Dataset entries »
----
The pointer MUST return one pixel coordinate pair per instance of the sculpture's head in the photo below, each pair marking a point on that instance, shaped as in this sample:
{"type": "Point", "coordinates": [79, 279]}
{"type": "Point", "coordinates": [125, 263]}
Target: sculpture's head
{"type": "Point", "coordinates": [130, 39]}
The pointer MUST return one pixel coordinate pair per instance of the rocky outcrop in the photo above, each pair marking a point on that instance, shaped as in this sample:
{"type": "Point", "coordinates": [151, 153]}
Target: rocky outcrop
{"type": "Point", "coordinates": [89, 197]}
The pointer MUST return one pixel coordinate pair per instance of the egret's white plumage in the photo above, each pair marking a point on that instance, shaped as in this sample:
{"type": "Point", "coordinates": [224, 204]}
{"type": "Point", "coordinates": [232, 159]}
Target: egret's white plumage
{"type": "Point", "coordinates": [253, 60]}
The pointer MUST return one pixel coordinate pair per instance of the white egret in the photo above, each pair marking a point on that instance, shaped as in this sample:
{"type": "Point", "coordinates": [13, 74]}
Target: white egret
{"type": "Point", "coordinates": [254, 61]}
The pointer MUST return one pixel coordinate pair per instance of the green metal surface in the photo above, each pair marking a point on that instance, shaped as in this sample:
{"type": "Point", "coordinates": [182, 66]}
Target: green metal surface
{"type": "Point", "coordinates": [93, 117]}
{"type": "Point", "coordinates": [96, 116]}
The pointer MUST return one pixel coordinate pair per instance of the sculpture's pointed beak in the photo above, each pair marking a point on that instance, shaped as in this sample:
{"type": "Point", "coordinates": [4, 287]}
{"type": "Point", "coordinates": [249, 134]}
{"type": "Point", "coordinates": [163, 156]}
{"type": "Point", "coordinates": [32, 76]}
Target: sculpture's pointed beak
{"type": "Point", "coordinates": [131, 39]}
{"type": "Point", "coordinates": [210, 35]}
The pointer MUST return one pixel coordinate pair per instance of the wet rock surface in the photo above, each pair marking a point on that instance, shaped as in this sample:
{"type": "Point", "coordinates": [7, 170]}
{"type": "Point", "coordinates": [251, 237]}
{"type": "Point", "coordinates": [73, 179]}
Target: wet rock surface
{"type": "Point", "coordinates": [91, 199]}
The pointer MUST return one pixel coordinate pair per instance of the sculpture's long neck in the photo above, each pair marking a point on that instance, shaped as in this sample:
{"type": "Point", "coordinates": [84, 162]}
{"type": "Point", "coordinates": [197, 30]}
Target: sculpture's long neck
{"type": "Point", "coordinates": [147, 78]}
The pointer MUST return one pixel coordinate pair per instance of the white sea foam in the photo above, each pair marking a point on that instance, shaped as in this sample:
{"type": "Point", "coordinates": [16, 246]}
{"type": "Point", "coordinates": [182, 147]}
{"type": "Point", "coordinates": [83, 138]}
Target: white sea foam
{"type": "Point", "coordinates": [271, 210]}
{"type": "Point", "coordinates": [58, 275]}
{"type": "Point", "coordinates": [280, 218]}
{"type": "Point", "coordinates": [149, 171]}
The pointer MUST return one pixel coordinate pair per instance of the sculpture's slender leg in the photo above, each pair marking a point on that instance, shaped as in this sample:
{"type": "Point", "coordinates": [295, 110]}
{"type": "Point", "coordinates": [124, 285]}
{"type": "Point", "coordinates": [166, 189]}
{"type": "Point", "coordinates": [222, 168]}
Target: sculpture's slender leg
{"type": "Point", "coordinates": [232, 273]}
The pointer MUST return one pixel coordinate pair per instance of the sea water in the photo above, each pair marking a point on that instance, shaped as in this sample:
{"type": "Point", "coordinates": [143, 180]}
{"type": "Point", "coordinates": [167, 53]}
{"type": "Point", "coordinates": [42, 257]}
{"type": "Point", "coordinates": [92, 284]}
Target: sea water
----
TO DO » Reproduce every record, matching each line exactly.

PROBLEM SOLUTION »
The pointer MUST return one pixel coordinate pair per instance of the sculpture's head in the photo below, each pair marking a point on that instance, shaped as in this sample:
{"type": "Point", "coordinates": [79, 279]}
{"type": "Point", "coordinates": [125, 263]}
Target: sculpture's head
{"type": "Point", "coordinates": [130, 39]}
The pointer MUST return one pixel coordinate pair per instance of the rocky outcrop in the photo above, each pair marking a point on that instance, shaped as in this sample:
{"type": "Point", "coordinates": [151, 153]}
Target: rocky outcrop
{"type": "Point", "coordinates": [89, 197]}
The pointer MUST return one pixel coordinate pair per instance of the egret's white plumage in the photo above, each pair marking a point on that instance, shaped as in this sample:
{"type": "Point", "coordinates": [224, 204]}
{"type": "Point", "coordinates": [232, 159]}
Target: egret's white plumage
{"type": "Point", "coordinates": [253, 60]}
The pointer MUST return one pixel coordinate pair per instance of the white egret in the photo above, each pair marking a point on that instance, shaped as in this sample:
{"type": "Point", "coordinates": [13, 74]}
Target: white egret
{"type": "Point", "coordinates": [254, 61]}
The pointer MUST return one pixel coordinate pair per instance of the green metal surface in the photo above, each pair marking a point on that instance, shaped as in this sample:
{"type": "Point", "coordinates": [182, 66]}
Target: green metal surface
{"type": "Point", "coordinates": [93, 117]}
{"type": "Point", "coordinates": [96, 116]}
The pointer MUST return one pixel coordinate pair per instance of the sculpture's pointed beak in the photo above, each pair marking a point on that instance, shaped as in this sample:
{"type": "Point", "coordinates": [4, 287]}
{"type": "Point", "coordinates": [249, 134]}
{"type": "Point", "coordinates": [163, 156]}
{"type": "Point", "coordinates": [32, 76]}
Target: sculpture's pointed beak
{"type": "Point", "coordinates": [131, 39]}
{"type": "Point", "coordinates": [210, 35]}
The pointer MUST return one pixel coordinate pair per instance of the wet rock surface in the photo above, each pair marking a point on that instance, shaped as in this sample:
{"type": "Point", "coordinates": [7, 170]}
{"type": "Point", "coordinates": [251, 237]}
{"type": "Point", "coordinates": [73, 179]}
Target: wet rock surface
{"type": "Point", "coordinates": [91, 199]}
The pointer MUST return one pixel coordinate pair per instance of the sculpture's long neck in the photo above, each pair marking a point on that instance, shaped as in this sample:
{"type": "Point", "coordinates": [84, 162]}
{"type": "Point", "coordinates": [197, 30]}
Target: sculpture's long neck
{"type": "Point", "coordinates": [147, 78]}
The pointer MUST return one pixel coordinate pair per instance of the white sea foam in the photo above, each pair marking a point on that instance, shaped as in this sample:
{"type": "Point", "coordinates": [16, 246]}
{"type": "Point", "coordinates": [182, 147]}
{"type": "Point", "coordinates": [83, 138]}
Target: white sea foam
{"type": "Point", "coordinates": [271, 210]}
{"type": "Point", "coordinates": [58, 275]}
{"type": "Point", "coordinates": [280, 218]}
{"type": "Point", "coordinates": [149, 171]}
The pointer MUST return one pixel coordinate pair per instance of the sculpture's slender leg in the photo above, each pair marking a point on that instance, shaped as in this sample:
{"type": "Point", "coordinates": [295, 110]}
{"type": "Point", "coordinates": [124, 285]}
{"type": "Point", "coordinates": [166, 189]}
{"type": "Point", "coordinates": [222, 168]}
Target: sculpture's slender leg
{"type": "Point", "coordinates": [232, 273]}
The pointer MUST return one pixel coordinate pair per instance of the sea water in the photo above, each pair marking a point on that instance, shaped as in this sample:
{"type": "Point", "coordinates": [143, 180]}
{"type": "Point", "coordinates": [167, 53]}
{"type": "Point", "coordinates": [42, 257]}
{"type": "Point", "coordinates": [92, 284]}
Target: sea water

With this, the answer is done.